* Box annotations for photos
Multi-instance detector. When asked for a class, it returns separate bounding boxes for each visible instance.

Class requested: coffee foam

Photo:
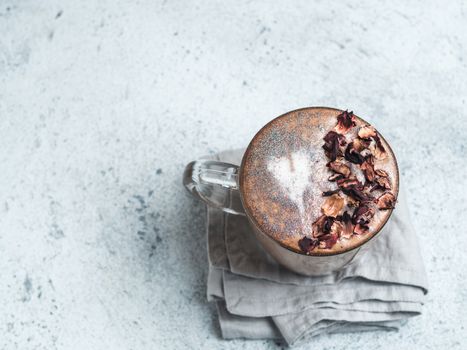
[240,108,398,253]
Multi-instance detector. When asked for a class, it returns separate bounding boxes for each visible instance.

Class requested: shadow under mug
[183,107,392,276]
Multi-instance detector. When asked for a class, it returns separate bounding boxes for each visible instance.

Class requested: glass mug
[183,107,399,276]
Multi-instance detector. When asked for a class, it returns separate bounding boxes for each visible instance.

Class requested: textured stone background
[0,0,467,349]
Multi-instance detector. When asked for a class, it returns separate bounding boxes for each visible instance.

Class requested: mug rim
[238,106,400,257]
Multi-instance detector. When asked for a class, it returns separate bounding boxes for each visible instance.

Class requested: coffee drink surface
[240,108,399,255]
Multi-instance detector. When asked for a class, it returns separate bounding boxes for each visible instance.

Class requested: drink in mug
[184,107,399,276]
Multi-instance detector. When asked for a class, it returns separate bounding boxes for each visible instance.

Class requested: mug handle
[183,159,245,215]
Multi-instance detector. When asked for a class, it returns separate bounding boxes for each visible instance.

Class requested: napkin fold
[203,150,428,345]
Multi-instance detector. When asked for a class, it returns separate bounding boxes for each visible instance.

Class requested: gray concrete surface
[0,0,467,349]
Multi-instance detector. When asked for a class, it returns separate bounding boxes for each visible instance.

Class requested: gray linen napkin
[207,150,427,345]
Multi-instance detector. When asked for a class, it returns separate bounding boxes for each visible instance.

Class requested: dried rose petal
[345,196,360,208]
[358,125,376,139]
[327,160,350,177]
[352,205,375,224]
[331,220,344,237]
[375,169,389,177]
[328,174,344,181]
[298,237,319,253]
[352,205,375,224]
[360,156,375,182]
[322,188,340,197]
[319,233,339,249]
[323,216,334,233]
[323,130,346,162]
[376,192,396,210]
[352,138,371,153]
[373,145,387,160]
[341,211,353,239]
[311,215,332,238]
[375,177,391,190]
[342,187,373,202]
[336,111,357,134]
[321,194,344,217]
[344,142,364,164]
[337,178,363,189]
[373,133,386,153]
[353,223,370,235]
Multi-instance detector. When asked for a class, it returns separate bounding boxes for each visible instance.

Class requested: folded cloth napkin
[207,150,428,345]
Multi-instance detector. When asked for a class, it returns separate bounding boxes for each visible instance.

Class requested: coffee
[240,108,398,255]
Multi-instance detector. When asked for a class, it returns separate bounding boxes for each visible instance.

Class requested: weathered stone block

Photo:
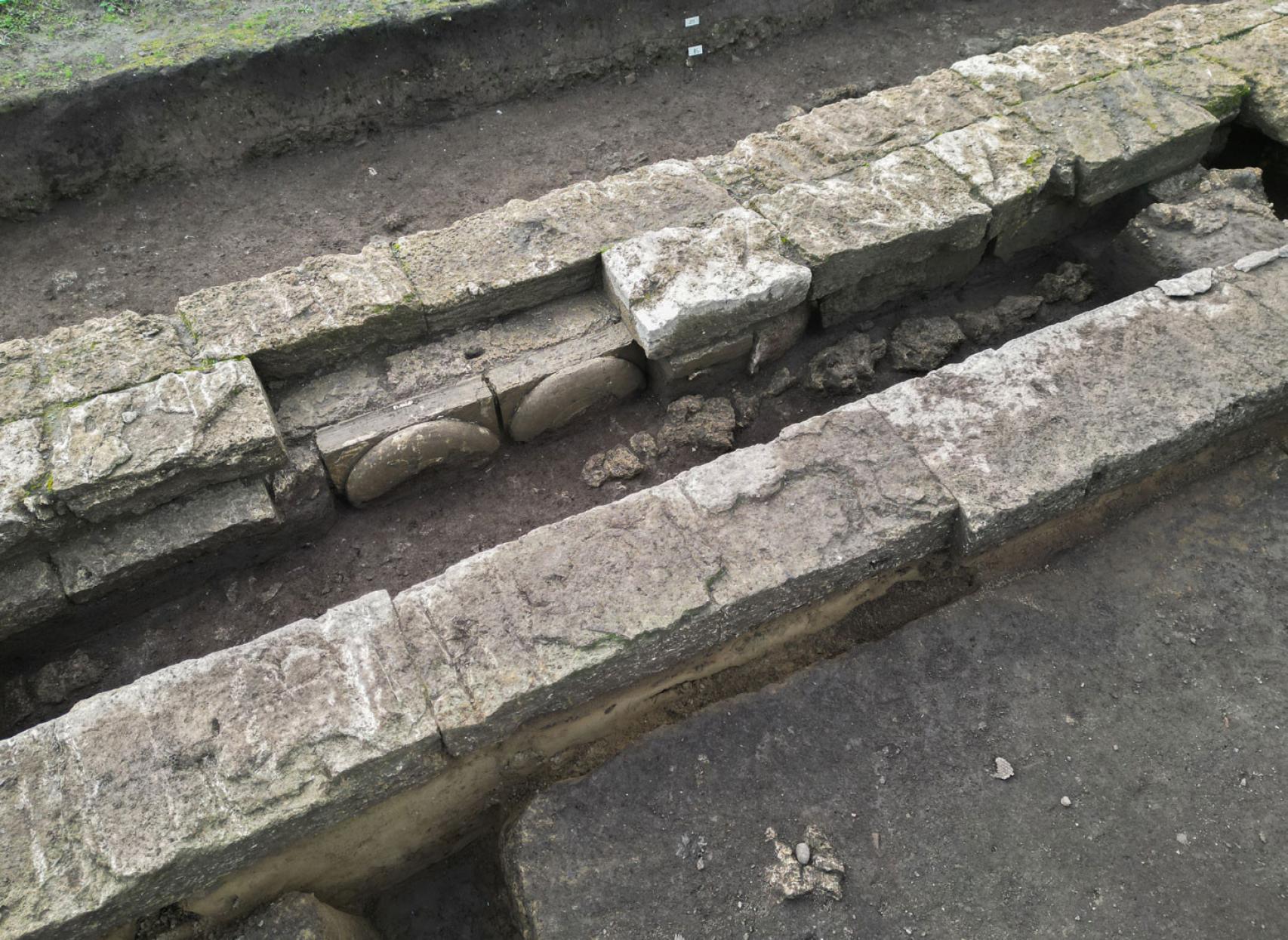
[1018,71,1220,206]
[396,403,953,754]
[317,378,500,489]
[0,591,443,938]
[698,69,997,199]
[49,359,286,522]
[1098,0,1283,62]
[398,159,734,332]
[752,146,991,304]
[236,891,380,940]
[604,208,810,359]
[926,116,1056,239]
[53,479,281,604]
[177,245,427,378]
[1203,20,1288,144]
[952,32,1135,106]
[0,556,68,641]
[864,261,1288,553]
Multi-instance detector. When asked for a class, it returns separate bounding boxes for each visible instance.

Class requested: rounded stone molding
[507,356,644,440]
[345,418,501,506]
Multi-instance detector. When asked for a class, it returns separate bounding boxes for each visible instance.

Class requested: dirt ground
[0,0,1205,340]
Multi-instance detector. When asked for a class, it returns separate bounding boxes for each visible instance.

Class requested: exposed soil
[0,0,1216,340]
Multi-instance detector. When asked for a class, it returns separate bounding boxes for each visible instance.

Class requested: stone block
[48,359,286,522]
[864,261,1288,553]
[604,208,810,359]
[1098,0,1283,62]
[177,245,427,378]
[0,310,193,421]
[0,591,445,938]
[317,378,500,491]
[396,159,734,334]
[396,403,953,754]
[1203,18,1288,144]
[926,116,1056,239]
[752,146,991,304]
[0,555,69,640]
[1018,71,1220,206]
[952,32,1135,106]
[234,891,380,940]
[53,479,281,604]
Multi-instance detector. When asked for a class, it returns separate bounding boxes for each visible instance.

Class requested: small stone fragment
[657,396,737,451]
[581,444,644,489]
[1038,261,1096,304]
[805,334,886,396]
[890,317,966,372]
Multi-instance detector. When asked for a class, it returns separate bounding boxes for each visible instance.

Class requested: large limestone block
[177,245,427,378]
[0,555,68,641]
[0,418,49,556]
[396,405,953,754]
[604,208,810,359]
[926,116,1056,239]
[0,310,193,421]
[752,146,991,305]
[698,69,998,201]
[864,261,1288,553]
[49,359,286,522]
[53,479,281,604]
[1018,71,1220,206]
[1203,18,1288,144]
[0,591,445,940]
[952,32,1133,106]
[396,159,734,332]
[1098,0,1284,62]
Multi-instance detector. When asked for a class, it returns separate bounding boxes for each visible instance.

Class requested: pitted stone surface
[506,356,644,440]
[0,310,193,421]
[49,359,286,522]
[752,146,991,300]
[604,208,810,359]
[1018,71,1220,206]
[398,159,734,332]
[0,556,67,641]
[0,591,443,938]
[926,116,1056,239]
[344,420,501,506]
[53,479,279,604]
[396,403,952,754]
[698,69,997,199]
[177,245,427,378]
[1203,18,1288,144]
[864,261,1288,551]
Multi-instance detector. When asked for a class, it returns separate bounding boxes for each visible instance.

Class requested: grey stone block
[177,245,427,378]
[0,556,69,640]
[49,359,286,522]
[752,146,991,303]
[698,69,997,201]
[317,378,500,489]
[53,479,281,604]
[1202,20,1288,144]
[604,208,810,359]
[396,159,734,332]
[0,310,193,421]
[396,403,953,754]
[864,261,1288,553]
[0,591,445,938]
[1018,71,1220,206]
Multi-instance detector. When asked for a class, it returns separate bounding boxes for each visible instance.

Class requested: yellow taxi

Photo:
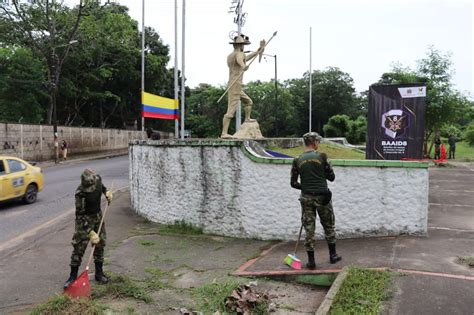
[0,155,43,204]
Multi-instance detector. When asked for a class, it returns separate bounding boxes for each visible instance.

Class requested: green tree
[285,67,363,134]
[0,0,92,123]
[0,46,47,123]
[323,115,351,137]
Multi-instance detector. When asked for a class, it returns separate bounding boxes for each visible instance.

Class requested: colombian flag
[142,92,179,119]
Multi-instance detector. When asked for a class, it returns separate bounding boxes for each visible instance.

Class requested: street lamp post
[263,54,280,135]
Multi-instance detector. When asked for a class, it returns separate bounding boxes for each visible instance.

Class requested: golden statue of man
[221,34,265,138]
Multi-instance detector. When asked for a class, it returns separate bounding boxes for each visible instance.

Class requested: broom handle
[86,182,114,270]
[294,222,303,256]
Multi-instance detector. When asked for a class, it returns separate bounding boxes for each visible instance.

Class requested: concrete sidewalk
[0,190,328,315]
[236,163,474,314]
[0,163,474,314]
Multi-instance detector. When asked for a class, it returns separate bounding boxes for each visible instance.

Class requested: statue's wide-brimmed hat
[303,131,322,142]
[229,34,250,45]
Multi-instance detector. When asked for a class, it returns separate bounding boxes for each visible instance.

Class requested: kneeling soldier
[64,169,112,289]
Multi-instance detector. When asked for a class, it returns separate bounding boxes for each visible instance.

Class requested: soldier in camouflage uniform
[291,132,342,269]
[64,169,112,289]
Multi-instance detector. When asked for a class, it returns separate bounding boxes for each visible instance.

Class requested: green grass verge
[29,295,106,315]
[192,278,239,314]
[456,256,474,268]
[92,272,153,303]
[129,220,204,238]
[329,267,393,315]
[192,278,268,315]
[159,220,203,235]
[452,141,474,162]
[295,273,337,287]
[269,143,365,160]
[137,240,155,247]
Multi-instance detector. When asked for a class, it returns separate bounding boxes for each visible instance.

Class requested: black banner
[365,83,426,160]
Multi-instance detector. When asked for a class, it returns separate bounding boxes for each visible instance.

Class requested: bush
[323,115,351,137]
[441,125,463,140]
[345,116,367,144]
[464,122,474,146]
[323,115,367,144]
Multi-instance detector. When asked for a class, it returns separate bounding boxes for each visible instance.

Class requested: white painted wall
[129,141,428,239]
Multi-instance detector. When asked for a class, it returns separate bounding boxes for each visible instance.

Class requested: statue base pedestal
[233,121,263,139]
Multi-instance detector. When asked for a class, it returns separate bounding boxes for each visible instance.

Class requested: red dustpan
[64,268,91,297]
[64,188,114,297]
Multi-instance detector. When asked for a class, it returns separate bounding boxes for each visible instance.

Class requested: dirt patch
[456,256,474,268]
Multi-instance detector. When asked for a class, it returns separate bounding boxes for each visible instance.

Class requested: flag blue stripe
[143,104,178,115]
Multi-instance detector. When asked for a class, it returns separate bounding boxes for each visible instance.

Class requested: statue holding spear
[217,32,276,139]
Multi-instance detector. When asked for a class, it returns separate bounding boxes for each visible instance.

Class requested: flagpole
[309,27,313,132]
[174,0,179,139]
[181,0,186,139]
[140,0,145,139]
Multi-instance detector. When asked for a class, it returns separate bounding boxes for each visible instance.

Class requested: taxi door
[0,158,7,201]
[2,158,26,199]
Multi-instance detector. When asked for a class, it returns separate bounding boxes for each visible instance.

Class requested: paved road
[0,156,129,249]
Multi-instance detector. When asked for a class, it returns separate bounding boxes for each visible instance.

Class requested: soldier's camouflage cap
[303,131,322,141]
[81,168,97,188]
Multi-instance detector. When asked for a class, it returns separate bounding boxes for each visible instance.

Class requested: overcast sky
[118,0,474,95]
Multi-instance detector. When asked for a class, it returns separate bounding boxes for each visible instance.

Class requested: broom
[64,183,114,298]
[283,223,303,270]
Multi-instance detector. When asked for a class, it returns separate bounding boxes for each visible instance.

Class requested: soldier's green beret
[81,168,97,187]
[303,131,322,141]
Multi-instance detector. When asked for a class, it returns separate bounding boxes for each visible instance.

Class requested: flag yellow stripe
[142,92,178,109]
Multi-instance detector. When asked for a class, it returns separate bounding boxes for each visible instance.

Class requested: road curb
[315,267,348,315]
[37,150,128,169]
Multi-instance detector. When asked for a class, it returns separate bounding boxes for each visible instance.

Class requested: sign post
[366,83,426,160]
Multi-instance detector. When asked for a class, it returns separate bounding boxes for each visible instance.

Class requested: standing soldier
[64,169,112,289]
[290,132,342,269]
[448,135,456,159]
[221,34,265,139]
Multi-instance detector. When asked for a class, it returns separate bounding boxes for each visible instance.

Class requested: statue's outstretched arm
[235,53,247,71]
[245,39,265,61]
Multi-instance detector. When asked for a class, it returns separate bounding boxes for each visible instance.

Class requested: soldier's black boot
[95,263,109,284]
[64,266,79,289]
[306,251,316,270]
[328,243,342,264]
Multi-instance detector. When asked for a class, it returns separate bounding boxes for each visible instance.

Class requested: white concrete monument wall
[129,140,428,239]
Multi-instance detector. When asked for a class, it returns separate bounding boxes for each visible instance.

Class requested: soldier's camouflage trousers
[70,213,107,267]
[300,194,336,251]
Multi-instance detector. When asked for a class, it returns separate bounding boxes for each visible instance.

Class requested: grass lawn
[443,141,474,162]
[329,267,393,315]
[269,143,365,160]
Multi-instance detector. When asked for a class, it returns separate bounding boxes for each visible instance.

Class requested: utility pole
[229,0,247,131]
[181,0,186,140]
[141,0,145,139]
[174,0,179,139]
[309,27,313,132]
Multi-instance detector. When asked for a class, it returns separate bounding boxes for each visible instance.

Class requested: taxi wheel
[23,184,38,204]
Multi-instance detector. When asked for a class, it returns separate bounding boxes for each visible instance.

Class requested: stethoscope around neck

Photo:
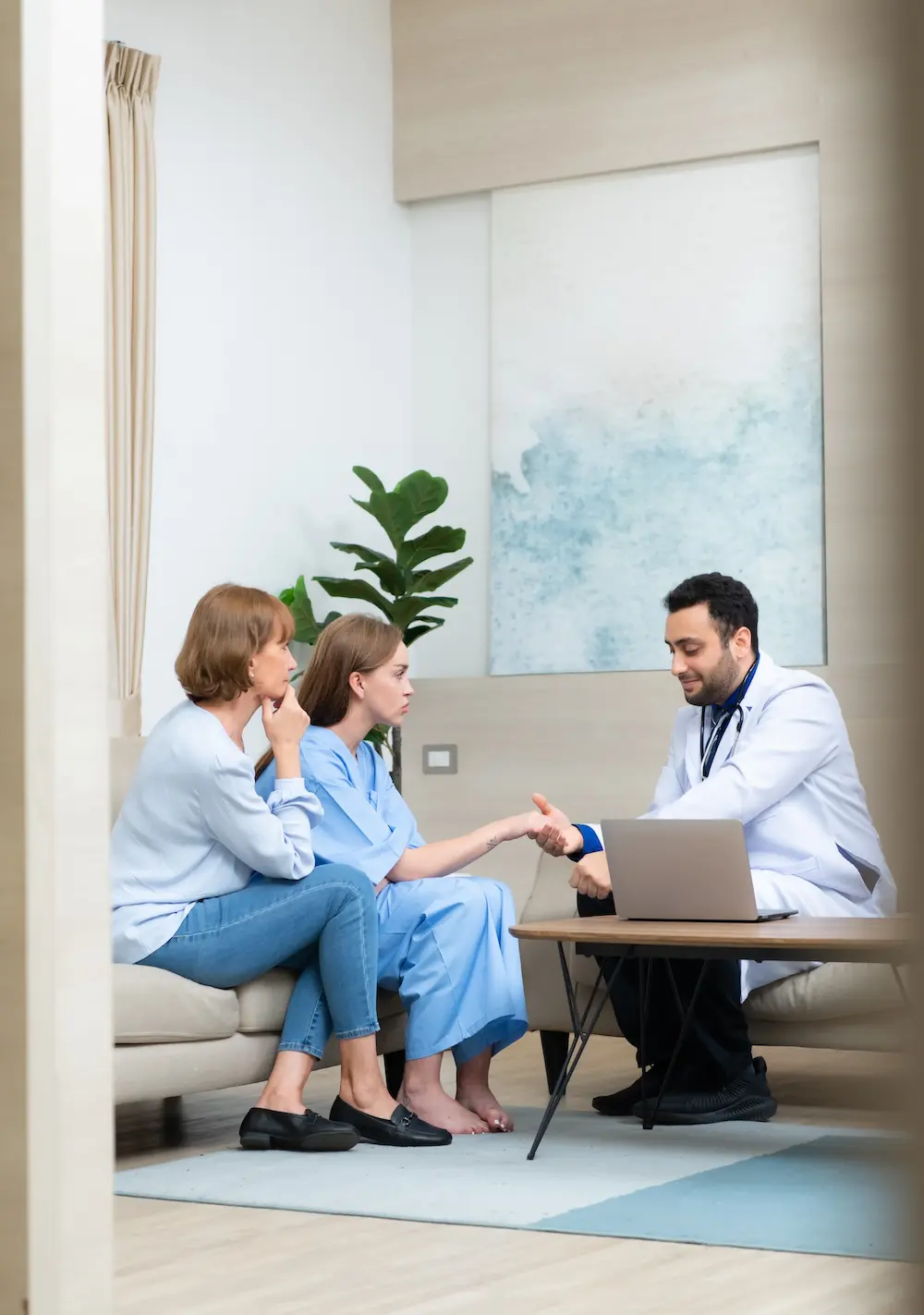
[699,703,744,780]
[699,658,760,780]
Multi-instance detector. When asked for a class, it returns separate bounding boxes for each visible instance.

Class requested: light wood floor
[116,1036,912,1315]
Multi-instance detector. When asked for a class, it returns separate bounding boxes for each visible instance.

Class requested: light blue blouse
[256,725,424,885]
[109,700,321,964]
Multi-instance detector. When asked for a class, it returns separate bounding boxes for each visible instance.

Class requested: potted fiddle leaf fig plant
[279,466,473,790]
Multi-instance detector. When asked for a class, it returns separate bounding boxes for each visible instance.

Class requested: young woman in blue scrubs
[110,585,451,1151]
[256,615,544,1132]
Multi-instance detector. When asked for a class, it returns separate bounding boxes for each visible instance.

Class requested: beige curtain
[105,43,161,735]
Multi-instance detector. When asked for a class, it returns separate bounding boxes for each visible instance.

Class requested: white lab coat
[593,655,896,999]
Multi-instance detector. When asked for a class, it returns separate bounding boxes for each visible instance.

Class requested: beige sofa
[520,855,909,1086]
[112,739,407,1120]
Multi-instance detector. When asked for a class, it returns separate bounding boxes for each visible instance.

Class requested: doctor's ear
[732,626,752,658]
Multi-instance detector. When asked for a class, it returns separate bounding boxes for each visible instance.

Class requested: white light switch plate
[423,744,458,776]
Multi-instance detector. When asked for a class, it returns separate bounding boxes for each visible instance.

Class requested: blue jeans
[142,862,379,1059]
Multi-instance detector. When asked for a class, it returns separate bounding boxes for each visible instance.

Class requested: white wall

* What you have to do
Give the data from the start through the line containing "[207,150,427,345]" as a two-column CSV with the columns text and boxes, where each row pairs a text with the boxes that follow it. Put each field in quotation marks, replace line breaks with spaces, and leave the pictures out.

* Solution for this exercise
text,boxes
"Multi-instance detector. When asked for a class, it returns separate bounding boxes for each visible instance. Class requested: coffee foam Photo:","[240,108,398,253]"
"Multi-instance detector. When asked for a class, it returns separate bounding boxes for each visible instance. Class requested: shadow under mug","[183,107,392,276]"
"Multi-instance detector. When asked for a class, it returns separate bounding boxes for each visible instance. Class requested: glass mug","[183,107,399,276]"
"Multi-instance detector. When asked for a class, it returns separate bounding boxes for each visible instance. Class requested: textured stone background","[0,0,467,349]"
"Multi-instance detector. When asked for a class, it returns separate bounding boxes for each visible instance. Class requested: mug rim","[238,106,400,257]"
"Multi-instance detector. When asked for a class, it returns separate bounding boxes for each visible instance. Class requested: coffee drink surface","[240,108,399,255]"
"Multi-instance detector. When asked for a class, it returns separate bounding boxes for each visible instance. Class requested: drink in mug","[184,107,399,276]"
"Multi-instance detector. When asked for a class, it returns separate bounding boxes for each visible instance. Class requested: mug handle","[183,159,245,215]"
"Multi-instance detector. When asked for a class, it returns separate bounding boxes for each visible instance. Class requested: napkin fold","[203,150,428,345]"
"Multi-instance detector. When asked for a class, it returns separate bounding boxes for each visible instance. Class requested: gray concrete surface","[0,0,467,349]"
"Multi-instance detector. When asked for a class, it returns separate bounding boxes for each visible instance. Class requested: gray linen napkin","[207,150,427,345]"